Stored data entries
[start]
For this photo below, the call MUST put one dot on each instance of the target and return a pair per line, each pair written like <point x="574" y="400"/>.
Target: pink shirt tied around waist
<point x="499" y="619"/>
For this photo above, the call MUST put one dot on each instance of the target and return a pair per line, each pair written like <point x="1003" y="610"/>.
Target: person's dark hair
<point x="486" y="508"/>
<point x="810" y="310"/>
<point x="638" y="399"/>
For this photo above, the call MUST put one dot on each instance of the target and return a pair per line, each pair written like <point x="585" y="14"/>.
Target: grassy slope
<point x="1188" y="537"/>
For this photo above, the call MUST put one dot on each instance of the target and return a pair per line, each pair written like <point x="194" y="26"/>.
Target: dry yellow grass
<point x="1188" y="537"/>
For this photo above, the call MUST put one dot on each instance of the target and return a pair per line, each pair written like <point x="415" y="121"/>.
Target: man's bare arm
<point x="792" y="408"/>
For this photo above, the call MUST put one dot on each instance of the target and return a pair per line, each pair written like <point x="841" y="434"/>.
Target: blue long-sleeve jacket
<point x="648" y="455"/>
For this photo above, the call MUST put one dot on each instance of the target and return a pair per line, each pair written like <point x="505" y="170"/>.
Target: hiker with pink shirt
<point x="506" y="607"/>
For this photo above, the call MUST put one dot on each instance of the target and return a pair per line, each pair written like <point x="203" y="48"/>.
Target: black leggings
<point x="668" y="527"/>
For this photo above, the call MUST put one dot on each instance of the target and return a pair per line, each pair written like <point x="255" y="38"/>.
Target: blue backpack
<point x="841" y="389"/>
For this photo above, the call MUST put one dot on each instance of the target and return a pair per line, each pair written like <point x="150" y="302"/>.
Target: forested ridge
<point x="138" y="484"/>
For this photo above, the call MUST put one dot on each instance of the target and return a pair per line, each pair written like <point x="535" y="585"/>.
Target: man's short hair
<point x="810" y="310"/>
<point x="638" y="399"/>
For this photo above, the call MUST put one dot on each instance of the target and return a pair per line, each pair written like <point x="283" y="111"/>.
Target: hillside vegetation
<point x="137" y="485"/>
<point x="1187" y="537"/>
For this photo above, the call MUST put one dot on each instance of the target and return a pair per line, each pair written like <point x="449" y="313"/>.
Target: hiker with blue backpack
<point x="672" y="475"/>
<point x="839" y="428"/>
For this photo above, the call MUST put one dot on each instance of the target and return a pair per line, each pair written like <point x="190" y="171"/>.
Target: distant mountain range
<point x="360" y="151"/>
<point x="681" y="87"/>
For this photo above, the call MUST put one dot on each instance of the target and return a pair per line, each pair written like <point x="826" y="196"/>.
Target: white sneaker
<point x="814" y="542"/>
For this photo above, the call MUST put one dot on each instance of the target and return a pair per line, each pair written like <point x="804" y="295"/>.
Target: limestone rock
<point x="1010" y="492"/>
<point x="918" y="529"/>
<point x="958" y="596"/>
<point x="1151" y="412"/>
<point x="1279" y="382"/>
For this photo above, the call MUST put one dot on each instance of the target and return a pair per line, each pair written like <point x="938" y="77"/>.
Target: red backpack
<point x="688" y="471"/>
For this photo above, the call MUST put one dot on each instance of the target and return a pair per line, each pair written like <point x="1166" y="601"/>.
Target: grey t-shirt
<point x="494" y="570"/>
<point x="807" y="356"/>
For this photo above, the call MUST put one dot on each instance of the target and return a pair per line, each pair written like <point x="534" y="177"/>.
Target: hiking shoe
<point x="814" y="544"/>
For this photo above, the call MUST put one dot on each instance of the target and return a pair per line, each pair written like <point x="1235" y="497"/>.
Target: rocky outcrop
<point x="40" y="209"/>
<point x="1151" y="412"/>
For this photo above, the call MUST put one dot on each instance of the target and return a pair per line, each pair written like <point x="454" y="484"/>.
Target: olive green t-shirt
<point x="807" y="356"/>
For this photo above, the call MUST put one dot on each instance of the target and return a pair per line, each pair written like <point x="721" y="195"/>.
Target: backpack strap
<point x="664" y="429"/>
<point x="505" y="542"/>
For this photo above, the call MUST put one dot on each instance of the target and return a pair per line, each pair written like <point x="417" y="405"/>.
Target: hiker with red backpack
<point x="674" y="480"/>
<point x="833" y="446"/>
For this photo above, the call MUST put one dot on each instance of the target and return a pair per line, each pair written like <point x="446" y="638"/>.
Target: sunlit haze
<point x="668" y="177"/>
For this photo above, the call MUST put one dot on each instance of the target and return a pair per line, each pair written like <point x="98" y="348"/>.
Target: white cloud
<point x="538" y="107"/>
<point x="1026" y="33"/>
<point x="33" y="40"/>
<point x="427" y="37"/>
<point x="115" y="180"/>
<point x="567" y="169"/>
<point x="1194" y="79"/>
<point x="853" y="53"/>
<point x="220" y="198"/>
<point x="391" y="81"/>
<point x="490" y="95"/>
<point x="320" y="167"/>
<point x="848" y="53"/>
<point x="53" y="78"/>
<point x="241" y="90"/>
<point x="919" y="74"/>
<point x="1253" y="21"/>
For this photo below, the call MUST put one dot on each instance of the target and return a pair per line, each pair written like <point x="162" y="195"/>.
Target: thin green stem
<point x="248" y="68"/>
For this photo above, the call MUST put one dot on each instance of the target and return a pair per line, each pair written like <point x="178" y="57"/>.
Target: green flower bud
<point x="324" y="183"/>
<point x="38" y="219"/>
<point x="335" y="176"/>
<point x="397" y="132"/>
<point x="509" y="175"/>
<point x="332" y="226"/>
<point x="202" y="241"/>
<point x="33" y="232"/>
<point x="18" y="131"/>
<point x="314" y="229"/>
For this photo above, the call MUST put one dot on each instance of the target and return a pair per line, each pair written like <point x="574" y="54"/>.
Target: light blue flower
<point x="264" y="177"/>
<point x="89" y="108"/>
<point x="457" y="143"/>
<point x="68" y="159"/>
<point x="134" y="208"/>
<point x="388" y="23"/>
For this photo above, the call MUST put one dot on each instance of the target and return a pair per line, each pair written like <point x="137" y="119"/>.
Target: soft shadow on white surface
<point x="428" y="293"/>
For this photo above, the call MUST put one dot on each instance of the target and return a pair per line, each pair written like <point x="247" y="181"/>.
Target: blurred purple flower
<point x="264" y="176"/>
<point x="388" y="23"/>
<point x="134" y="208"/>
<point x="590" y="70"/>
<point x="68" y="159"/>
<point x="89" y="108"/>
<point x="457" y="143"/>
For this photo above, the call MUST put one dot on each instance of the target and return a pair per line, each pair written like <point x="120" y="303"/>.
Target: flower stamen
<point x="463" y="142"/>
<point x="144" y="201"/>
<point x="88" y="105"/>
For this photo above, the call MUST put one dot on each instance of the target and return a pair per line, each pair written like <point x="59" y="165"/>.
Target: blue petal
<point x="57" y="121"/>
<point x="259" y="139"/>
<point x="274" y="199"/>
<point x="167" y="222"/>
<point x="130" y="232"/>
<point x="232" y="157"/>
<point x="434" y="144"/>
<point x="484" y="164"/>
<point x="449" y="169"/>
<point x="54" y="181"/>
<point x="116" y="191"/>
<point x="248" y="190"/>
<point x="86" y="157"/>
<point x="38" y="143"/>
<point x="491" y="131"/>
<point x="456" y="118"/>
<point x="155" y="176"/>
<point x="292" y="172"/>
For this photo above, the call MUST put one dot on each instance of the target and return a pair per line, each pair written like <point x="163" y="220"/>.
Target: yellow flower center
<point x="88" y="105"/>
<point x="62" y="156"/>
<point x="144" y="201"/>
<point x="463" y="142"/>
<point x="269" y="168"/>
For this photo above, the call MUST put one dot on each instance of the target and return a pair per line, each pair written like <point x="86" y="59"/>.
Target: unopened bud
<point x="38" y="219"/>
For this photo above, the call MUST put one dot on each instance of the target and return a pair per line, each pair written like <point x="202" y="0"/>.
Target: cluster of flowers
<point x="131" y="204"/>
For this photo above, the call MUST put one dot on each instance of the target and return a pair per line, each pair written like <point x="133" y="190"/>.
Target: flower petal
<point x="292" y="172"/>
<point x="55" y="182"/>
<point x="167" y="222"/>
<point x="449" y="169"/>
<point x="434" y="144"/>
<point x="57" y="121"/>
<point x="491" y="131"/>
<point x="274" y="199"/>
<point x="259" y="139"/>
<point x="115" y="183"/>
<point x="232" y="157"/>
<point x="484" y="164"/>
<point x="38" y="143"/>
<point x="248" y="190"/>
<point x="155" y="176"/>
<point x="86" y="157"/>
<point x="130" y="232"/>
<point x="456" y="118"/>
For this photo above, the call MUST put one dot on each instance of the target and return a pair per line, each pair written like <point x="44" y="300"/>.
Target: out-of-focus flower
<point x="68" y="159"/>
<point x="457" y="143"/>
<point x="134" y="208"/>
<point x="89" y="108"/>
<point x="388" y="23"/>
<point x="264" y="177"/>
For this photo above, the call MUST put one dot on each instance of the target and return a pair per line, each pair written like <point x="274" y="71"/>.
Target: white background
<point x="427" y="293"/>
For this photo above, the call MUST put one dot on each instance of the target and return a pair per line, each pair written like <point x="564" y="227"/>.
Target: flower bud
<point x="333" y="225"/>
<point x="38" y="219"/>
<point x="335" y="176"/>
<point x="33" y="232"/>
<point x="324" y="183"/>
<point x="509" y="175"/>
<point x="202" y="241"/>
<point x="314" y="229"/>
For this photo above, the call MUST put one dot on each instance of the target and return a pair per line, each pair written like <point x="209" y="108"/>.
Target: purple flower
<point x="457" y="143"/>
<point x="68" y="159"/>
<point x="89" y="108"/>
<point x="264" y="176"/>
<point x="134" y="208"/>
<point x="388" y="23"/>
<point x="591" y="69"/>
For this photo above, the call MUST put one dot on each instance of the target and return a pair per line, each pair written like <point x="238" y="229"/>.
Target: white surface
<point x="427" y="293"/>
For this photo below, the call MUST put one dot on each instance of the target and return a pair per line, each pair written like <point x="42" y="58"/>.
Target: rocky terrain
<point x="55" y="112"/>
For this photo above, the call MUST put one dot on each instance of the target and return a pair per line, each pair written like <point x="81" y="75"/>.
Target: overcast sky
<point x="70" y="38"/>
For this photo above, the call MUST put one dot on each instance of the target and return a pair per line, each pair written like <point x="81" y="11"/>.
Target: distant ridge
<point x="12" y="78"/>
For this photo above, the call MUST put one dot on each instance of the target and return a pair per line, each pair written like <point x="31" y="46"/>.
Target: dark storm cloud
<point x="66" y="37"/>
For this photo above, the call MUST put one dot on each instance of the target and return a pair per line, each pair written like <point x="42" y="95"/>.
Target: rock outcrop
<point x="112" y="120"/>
[end]
Pick out every line of the listing above that contains the word "cloud", and copy each one in full.

Target: white cloud
Target: dark storm cloud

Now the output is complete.